• **Fragment webpagina**
De week kan niet meer stuk voor mevrouw Van Toorenburg.

Staatssecretaris Teeven:

Voor mij ook niet, maar je weet het nooit.

De heer Van der Steur dank ik voor zijn complimenten en zijn opmerkingen over de recidivecijfers. Het zit mij helder tussen de oren wat voor de VVD-fractie belangrijk is: het moet werken. Wij doen het niet voor de bühne, maar wij doen het omdat het moet werken. Dat is ook mijn uitgangspunt. Over vijf jaar zal dat een belangrijke factor zijn om te bezien of je hiermee moet doorgaan of niet. Maar niet eerder dan over vijf jaar, zo zeg ik erbij, ook in de richting van een lachende heer Bontes. Wij gaan echt kijken of dingen ook werken en niet alleen aan dogma's vasthouden. Dat is niet de stijl van dit kabinet.

Ik dank mevrouw Berndsen voor haar opmerkingen. Het specialisme/generalisme dat zij in tweede termijn nog onder mijn aandacht bracht, moeten wij werkenderwijs gaan bekijken. Het heeft grote voordelen, ook door de mogelijk grote aantallen waar het hierbij om kan gaan, om dit in een generalistische en niet in een specialistische taakstelling op te nemen. Je beperkt het OM dan onnodig, zeker in een tijd van bezuinigingen. Het is iets wat een integraal onderdeel moet zijn van de werkzaamheden van een officier van justitie, zowel aan de ZSM-tafel op de parketten, als verderop in de vervolgingsbeslissing.

• **Gegevens voor het verankeren van objecten in natuurlijke taal**
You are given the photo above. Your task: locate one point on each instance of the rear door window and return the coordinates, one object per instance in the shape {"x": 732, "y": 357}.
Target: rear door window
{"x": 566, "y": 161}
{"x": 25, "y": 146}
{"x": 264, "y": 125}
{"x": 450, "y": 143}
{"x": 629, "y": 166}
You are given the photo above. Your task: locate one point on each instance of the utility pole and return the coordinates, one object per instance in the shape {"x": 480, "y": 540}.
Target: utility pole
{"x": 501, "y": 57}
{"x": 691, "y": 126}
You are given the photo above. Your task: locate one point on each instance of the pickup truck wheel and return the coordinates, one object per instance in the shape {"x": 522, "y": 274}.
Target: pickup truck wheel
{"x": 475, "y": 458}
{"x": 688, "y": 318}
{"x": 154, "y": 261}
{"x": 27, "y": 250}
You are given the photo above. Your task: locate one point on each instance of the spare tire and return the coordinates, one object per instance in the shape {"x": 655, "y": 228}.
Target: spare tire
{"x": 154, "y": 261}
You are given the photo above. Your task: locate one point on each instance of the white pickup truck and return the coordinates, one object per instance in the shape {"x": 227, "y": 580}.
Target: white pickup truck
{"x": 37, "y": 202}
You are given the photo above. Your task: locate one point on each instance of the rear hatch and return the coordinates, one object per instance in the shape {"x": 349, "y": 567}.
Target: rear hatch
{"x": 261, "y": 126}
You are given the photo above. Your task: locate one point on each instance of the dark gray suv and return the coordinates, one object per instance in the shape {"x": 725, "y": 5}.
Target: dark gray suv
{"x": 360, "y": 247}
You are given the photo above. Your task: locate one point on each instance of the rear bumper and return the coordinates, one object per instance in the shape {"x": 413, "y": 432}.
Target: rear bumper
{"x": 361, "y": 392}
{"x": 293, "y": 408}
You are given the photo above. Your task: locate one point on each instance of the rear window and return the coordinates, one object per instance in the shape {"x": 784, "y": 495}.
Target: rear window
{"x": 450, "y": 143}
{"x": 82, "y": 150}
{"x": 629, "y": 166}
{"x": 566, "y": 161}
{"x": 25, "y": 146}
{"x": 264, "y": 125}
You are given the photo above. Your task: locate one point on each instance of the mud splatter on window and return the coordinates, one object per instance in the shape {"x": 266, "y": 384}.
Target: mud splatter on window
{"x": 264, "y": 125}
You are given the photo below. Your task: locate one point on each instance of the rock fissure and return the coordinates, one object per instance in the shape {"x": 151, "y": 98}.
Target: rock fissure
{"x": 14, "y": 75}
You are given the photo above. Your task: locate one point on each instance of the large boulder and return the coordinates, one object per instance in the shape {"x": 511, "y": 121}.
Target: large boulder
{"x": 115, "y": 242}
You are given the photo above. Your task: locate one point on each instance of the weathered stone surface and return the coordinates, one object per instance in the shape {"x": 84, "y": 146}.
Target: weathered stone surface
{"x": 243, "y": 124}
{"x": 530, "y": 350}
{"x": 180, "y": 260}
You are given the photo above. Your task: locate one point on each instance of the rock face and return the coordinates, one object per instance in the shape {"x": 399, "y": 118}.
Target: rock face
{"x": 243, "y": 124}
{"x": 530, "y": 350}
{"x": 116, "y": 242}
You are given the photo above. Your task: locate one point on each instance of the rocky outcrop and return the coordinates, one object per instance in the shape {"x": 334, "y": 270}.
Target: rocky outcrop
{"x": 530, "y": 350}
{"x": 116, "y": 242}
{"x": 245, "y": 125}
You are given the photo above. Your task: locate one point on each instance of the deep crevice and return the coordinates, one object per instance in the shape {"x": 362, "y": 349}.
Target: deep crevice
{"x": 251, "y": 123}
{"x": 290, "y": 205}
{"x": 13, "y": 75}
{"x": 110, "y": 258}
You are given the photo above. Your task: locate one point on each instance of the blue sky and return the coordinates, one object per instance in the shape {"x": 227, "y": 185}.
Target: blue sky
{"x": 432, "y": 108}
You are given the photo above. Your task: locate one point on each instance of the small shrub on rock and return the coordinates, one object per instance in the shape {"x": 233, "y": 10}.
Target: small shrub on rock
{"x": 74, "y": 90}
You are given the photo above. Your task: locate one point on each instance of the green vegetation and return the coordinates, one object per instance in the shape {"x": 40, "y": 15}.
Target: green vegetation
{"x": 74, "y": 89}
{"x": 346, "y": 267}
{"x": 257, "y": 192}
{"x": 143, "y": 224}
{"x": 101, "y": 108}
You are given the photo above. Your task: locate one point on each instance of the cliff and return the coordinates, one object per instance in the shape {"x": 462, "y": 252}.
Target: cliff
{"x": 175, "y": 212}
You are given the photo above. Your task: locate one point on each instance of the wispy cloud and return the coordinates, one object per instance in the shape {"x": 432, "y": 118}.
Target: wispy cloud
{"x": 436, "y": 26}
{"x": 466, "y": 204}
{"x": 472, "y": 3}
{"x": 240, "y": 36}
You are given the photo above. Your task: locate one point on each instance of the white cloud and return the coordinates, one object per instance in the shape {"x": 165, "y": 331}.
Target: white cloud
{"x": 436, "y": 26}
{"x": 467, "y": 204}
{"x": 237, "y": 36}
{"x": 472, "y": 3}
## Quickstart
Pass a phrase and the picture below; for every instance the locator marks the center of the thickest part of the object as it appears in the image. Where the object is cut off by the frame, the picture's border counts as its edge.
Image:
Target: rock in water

• **Uit te voeren opdracht**
Noem alle personen die in het debatfragment bij naam worden genoemd.

• **Schriftelijk antwoord**
- Mevrouw Van Toorenburg
- Staatssecretaris Teeven
- De heer Van der Steur
- De heer Bontes
- Mevrouw Berndsen